_EXCERPT TO READ_
<<<<

For Immediate Release, January 19, 2011
Contact: Lisa Belenky, Center for Biological Diversity, (415) 385-5694, email@example.com
Snowmobile Plan Challenged to Protect Wildlife, Quiet Recreation
SACRAMENTO, Calif.–- Snowlands Network, Winter Wildlands Alliance and the Center for Biological Diversity today filed a lawsuit challenging the California Department of Parks and Recreation’s 10-year plan to fund clearing and grooming for snowmobile trails on 11 national forests each winter. The environmental review of the “Over Snow Vehicle Program,” which was approved Dec. 20, did not adequately address impacts to wildlife, air or water quality, or conflicts with quiet winter recreation.
“The program allows snowmobiles in areas that would otherwise remain inaccessible to these noisy and polluting activities,” said Lisa Belenky, a senior attorney with the Center. “Many imperiled species are affected, including the Sierra Nevada red fox, American pika, bighorn sheep and wolverine. The state should be doing more to protect wildlife in these areas during the critical winter months.”
The OSV program shapes winter recreation on national forests, promoting motorized over nonmotorized recreation. Winter recreation in the snow-covered forests depends on access from plowed trailheads; more than 80 percent of the official winter-recreation trailheads in California national forests are dominated by motorized recreation.
Backcountry skiing and snowshoeing are two of the fastest-growing winter sports in America and are both largely incompatible with snowmobile recreation. The OSV program’s promotion of snowmobiling effectively removes substantial areas of the national forest from use for sports like skiing and snowshoeing. Very few areas in California are protected for clean, quiet human-powered winter recreation, and nonmotorized users are increasingly crowded into those areas to escape the air pollution and noise from snowmobiles. Yet all activities can be accommodated if appropriate measures are taken to reduce user conflicts and protect wildlife, plants and water quality.
“The experience of crossing a pristine and quiet winter landscape has to be experienced to be fully appreciated,” said Marcus Libkind, Snowlands’ chairman and author of guidebooks on ski touring in California. “The emergence of snowshoeing as a mainstream sport is now bringing hundreds of thousands of new quiet users onto the winter landscape. This trend should be supported by the state and its communities, among other things as a valuable contributor to the tourist economy. Skiing, snowshoeing and snowmobiling can all exist on our national forests, but the state needs to encourage clean and quiet human-powered recreation by the creation of safe areas for these winter activities.”
“The national forest lands are intended to be multiple-use,” said Mark Menlove, executive director of Winter Wildlands Alliance. “However, multiple-use does not mean all uses in all places. Indeed, it means the opposite. It means that low-impact uses such as skiing and snowshoeing are protected and insulated from higher-impact uses such as snowmobiling. This concept of multiple-use is well established, and it is disingenuous when the snowmobile community asserts otherwise. Multiple-use does not mean all areas open to all uses, it means reasonable use is made available to everyone.”
The Center for Biological Diversity is a national, nonprofit conservation organization with more than 315,000 members and online activists dedicated to the protection of endangered species and wild places.
Snowlands Network is a nonprofit 501(c)(3) corporation with over 600 members that represents the interests of skiers, snowshoers and other winter recreationists who desire to recreate in areas free from motorized use in California and Nevada.
Winter Wildlands Alliance is nonprofit 501(c)(3) corporation with approximately 1,300 members that advocates for a quality human-powered snowsports experience on public lands nationwide. WWA brings together 35 affiliated organizations that together have an additional 30,000 members.

>>>>

_STUDY MATERIAL_
<<<<

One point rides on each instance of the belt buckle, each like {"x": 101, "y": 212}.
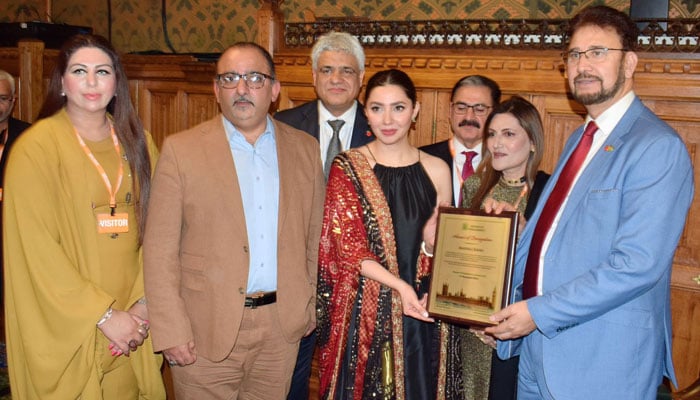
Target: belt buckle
{"x": 254, "y": 299}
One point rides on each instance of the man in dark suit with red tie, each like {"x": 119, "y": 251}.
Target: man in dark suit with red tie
{"x": 336, "y": 119}
{"x": 473, "y": 97}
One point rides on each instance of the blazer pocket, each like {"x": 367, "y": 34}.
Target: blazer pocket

>>>>

_YOUR INSTRUCTIONS_
According to the press release about the snowmobile plan lawsuit, on how many national forests would the state's plan fund clearing and grooming for snowmobile trails? Answer using only the press release, not the lines.

_EXERCISE RESULT_
It would fund this work on 11 national forests.